> [Prompt] Could you rewrite the entries with each "Mask list" replaced by "Outline list" and everything else unchanged, leaving the pictures out of your answer?

#####

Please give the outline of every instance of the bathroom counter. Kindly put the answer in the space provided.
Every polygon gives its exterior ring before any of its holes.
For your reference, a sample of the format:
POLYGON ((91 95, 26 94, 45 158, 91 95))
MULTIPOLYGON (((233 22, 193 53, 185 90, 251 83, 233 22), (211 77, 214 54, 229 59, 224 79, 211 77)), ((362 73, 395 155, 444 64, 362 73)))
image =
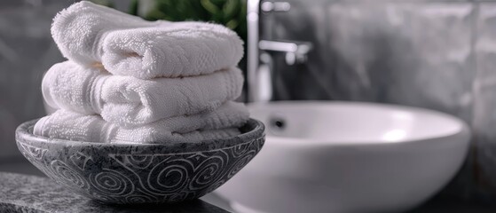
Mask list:
POLYGON ((228 212, 199 199, 173 205, 104 205, 47 178, 7 172, 0 172, 0 212, 228 212))

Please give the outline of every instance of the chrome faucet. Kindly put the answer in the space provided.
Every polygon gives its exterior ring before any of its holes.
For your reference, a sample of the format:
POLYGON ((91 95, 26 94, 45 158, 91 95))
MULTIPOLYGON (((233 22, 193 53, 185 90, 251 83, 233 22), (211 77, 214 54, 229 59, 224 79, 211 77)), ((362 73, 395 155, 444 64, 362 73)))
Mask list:
POLYGON ((272 61, 270 53, 285 54, 287 66, 307 61, 308 52, 312 49, 309 42, 260 40, 260 12, 287 12, 291 4, 287 2, 263 2, 248 0, 248 101, 269 101, 272 93, 272 61))

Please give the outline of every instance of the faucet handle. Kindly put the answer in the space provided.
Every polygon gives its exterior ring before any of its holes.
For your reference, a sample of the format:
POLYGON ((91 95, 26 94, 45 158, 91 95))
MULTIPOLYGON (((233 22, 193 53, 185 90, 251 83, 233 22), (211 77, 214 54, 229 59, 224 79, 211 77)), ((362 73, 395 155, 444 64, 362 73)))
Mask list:
POLYGON ((286 63, 295 65, 306 62, 308 52, 313 46, 310 42, 261 40, 258 42, 258 48, 263 51, 284 52, 286 63))
POLYGON ((260 5, 263 12, 287 12, 291 9, 288 2, 264 2, 260 5))

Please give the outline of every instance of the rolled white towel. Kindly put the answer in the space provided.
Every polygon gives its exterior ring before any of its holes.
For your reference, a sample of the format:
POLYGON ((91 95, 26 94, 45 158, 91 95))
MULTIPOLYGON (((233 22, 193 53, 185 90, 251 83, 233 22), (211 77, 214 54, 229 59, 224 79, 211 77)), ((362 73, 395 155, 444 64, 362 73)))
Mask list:
POLYGON ((162 119, 136 128, 105 122, 98 115, 58 110, 41 118, 35 135, 51 138, 101 143, 172 143, 218 139, 240 134, 248 119, 243 104, 228 102, 215 111, 162 119))
POLYGON ((66 58, 141 79, 209 74, 243 56, 242 41, 222 25, 150 22, 89 2, 60 12, 51 34, 66 58))
POLYGON ((146 21, 119 11, 81 1, 59 12, 51 24, 51 36, 67 59, 82 65, 101 62, 102 42, 114 30, 166 25, 146 21))
POLYGON ((72 61, 52 66, 42 83, 47 104, 80 114, 100 114, 125 127, 212 111, 237 99, 243 76, 236 67, 209 75, 142 80, 113 75, 72 61))
POLYGON ((242 41, 224 26, 173 22, 109 33, 102 63, 114 75, 137 78, 192 76, 238 64, 242 41))

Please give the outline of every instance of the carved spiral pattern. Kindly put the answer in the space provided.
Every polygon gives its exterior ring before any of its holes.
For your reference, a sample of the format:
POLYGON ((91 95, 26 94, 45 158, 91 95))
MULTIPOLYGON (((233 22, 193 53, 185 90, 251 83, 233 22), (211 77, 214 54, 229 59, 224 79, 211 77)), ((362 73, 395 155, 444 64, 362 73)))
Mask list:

#####

> [Full output]
Please give the outline of every instance of the bathroom counter. Kindly put the answer in the space provided.
Every polygon gives its exterior ring before any of its holes.
For your reference, a sample of the format:
POLYGON ((91 95, 26 94, 45 158, 91 95))
MULTIPOLYGON (((233 22, 193 53, 185 90, 251 83, 233 22), (211 77, 214 54, 229 59, 224 79, 211 77)), ((362 73, 395 155, 444 64, 362 73)))
image =
Outline list:
POLYGON ((228 212, 199 199, 173 205, 104 205, 47 178, 7 172, 0 172, 0 212, 228 212))

Please give the outline of every instance of the chrome faucet. Kindly put the answer in the space provided.
Every polygon gives its exterior ring before any of its holes.
For your reference, a sample of the format:
POLYGON ((91 95, 26 94, 45 158, 91 95))
MULTIPOLYGON (((233 22, 193 53, 185 90, 251 83, 233 22), (211 77, 214 54, 229 59, 224 79, 211 77)), ((362 73, 395 155, 444 64, 362 73)))
Outline list:
POLYGON ((272 61, 270 53, 285 54, 287 66, 307 61, 308 52, 312 49, 309 42, 260 40, 260 12, 287 12, 291 4, 287 2, 263 2, 248 0, 248 101, 269 101, 272 93, 272 61))

Please give the outline of every instance of the faucet handle. Kindly put the answer in the space provided.
Every polygon gives its exterior ring before any of its holes.
For your reference, a sample of the format:
POLYGON ((91 95, 26 94, 45 158, 91 95))
MULTIPOLYGON (((233 22, 193 53, 185 90, 251 83, 233 22), (211 77, 214 54, 229 59, 224 79, 211 77)), ((362 73, 395 155, 444 64, 362 73)))
Outline list:
POLYGON ((286 63, 295 65, 306 62, 308 52, 313 46, 310 42, 261 40, 258 42, 258 48, 263 51, 284 52, 286 63))
POLYGON ((260 5, 263 12, 287 12, 291 9, 288 2, 264 2, 260 5))

Please give the outline of every instance of the rolled white towel. Kindly put the answer in the space provided.
Every polygon gives its exterior ring before any of its holes.
For your reference, a sample of the format:
POLYGON ((91 95, 26 94, 45 158, 91 95))
MULTIPOLYGON (((233 22, 193 53, 185 90, 251 83, 233 22), (211 77, 214 54, 229 59, 224 79, 211 77)), ((362 73, 395 155, 444 64, 362 73)))
Outline list:
POLYGON ((162 119, 136 128, 105 122, 98 115, 58 110, 41 118, 35 135, 51 138, 101 143, 172 143, 218 139, 240 134, 248 119, 243 104, 228 102, 215 111, 162 119))
POLYGON ((66 58, 141 79, 209 74, 243 56, 242 41, 222 25, 150 22, 89 2, 60 12, 51 34, 66 58))
POLYGON ((146 21, 119 11, 81 1, 59 12, 51 24, 51 36, 67 59, 82 65, 101 62, 102 42, 114 30, 166 25, 146 21))
POLYGON ((72 61, 52 66, 42 83, 47 104, 80 114, 100 114, 125 127, 212 111, 237 99, 243 76, 236 67, 209 75, 142 80, 113 75, 72 61))
POLYGON ((242 41, 224 26, 173 22, 109 33, 102 63, 114 75, 137 78, 192 76, 238 64, 242 41))

Please give the outline of every instance of the carved spiral pattern. Kindly put the answer in the space provided.
Every polygon gives its exterior ring before any of its holes.
For your reference, a sample of the format:
POLYGON ((91 95, 26 94, 45 158, 91 95))
MULTIPOLYGON (((233 22, 193 53, 185 90, 251 83, 233 22), (211 77, 214 54, 229 59, 224 79, 211 77)), ((362 73, 395 155, 444 64, 362 73)))
Outline list:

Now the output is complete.